## Instructions for the task:
Output every entry exactly as written, but omit the pictures.

## Collection entries:

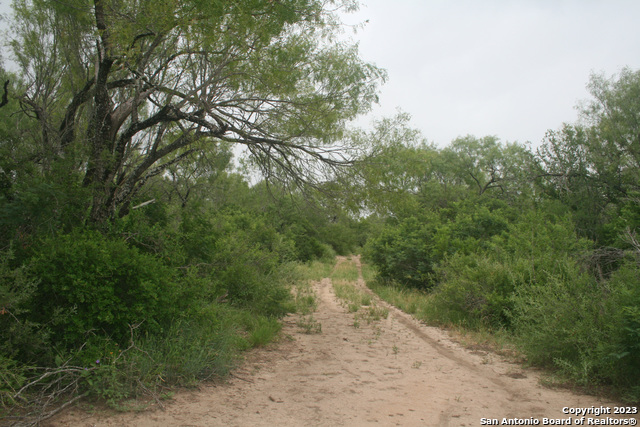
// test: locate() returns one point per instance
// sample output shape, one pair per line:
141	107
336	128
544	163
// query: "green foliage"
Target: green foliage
92	284
587	330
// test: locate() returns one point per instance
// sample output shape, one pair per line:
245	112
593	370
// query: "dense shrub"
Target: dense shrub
91	284
588	330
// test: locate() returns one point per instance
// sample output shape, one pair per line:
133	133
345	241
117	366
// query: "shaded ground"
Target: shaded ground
395	371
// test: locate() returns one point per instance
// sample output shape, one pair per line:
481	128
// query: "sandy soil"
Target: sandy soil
391	372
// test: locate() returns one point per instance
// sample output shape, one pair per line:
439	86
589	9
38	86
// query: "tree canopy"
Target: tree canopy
130	88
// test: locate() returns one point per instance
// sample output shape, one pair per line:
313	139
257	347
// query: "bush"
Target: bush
588	330
90	284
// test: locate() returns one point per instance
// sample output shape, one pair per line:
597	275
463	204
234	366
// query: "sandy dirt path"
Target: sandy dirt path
394	371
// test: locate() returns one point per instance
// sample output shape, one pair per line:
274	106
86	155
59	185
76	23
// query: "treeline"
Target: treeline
134	253
538	242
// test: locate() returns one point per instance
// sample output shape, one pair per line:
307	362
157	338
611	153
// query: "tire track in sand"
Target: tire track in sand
392	372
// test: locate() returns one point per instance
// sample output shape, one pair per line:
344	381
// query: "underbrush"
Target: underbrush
586	334
129	313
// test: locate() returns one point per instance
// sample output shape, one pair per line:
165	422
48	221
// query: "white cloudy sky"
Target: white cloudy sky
510	68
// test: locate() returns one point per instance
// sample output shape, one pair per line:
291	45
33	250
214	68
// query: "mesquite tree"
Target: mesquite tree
128	88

## Result:
// test: locate() returns one point per instance
// sample output shape, one pair per line:
141	107
336	128
544	163
// query: "green foliage"
Target: green foliage
92	284
587	330
// test: locate() returns one point per instance
// sample output shape, one pair per line:
245	112
593	370
// query: "dense shrub"
Target: dense shrub
91	284
588	330
// test: locate() returns one point per instance
// sample output shape, one pair per line:
133	133
345	241
117	366
// query: "shaded ground"
Target: shaded ground
395	371
// test: locate() returns one point per instance
// sample output shape, one pair per line:
481	128
// query: "sandy soil"
Target: sandy soil
391	372
// test: locate() returns one point per instance
// sample output shape, one pair per line:
439	86
589	9
38	86
// query: "tree canopy"
Target: tree canopy
130	88
// test: locate() returns one point per instance
// sample output shape, one pair per line:
313	139
257	347
// query: "bush"
Target: bush
588	330
90	284
// test: locate() returns one point per instance
// sample output shape, one pair per line:
597	275
463	204
234	366
// query: "sandy dirt path"
Target: sandy dirt path
394	371
// test: locate() returns one point per instance
// sample output shape, one pair per line:
274	106
86	155
59	185
76	23
// query: "treeline"
Target: treeline
134	253
538	242
// test: locate() returns one point per instance
// sample output shape, one pair per line:
307	362
157	338
611	153
// query: "tire track in sand"
Target: tire track in sand
392	372
// test: locate() returns one point per instance
// sample output shape, one pair per line:
344	381
// query: "underbrush"
Target: underbrush
586	334
129	313
// test: locate() returns one point per instance
// sample output shape, one pair per line:
165	422
48	221
// query: "white cloudy sky"
Target: white cloudy sky
510	68
// test: locate() returns one point per instance
// sample output shape, one pair per line:
291	45
33	250
214	68
// query: "mesquite tree"
Target: mesquite tree
128	88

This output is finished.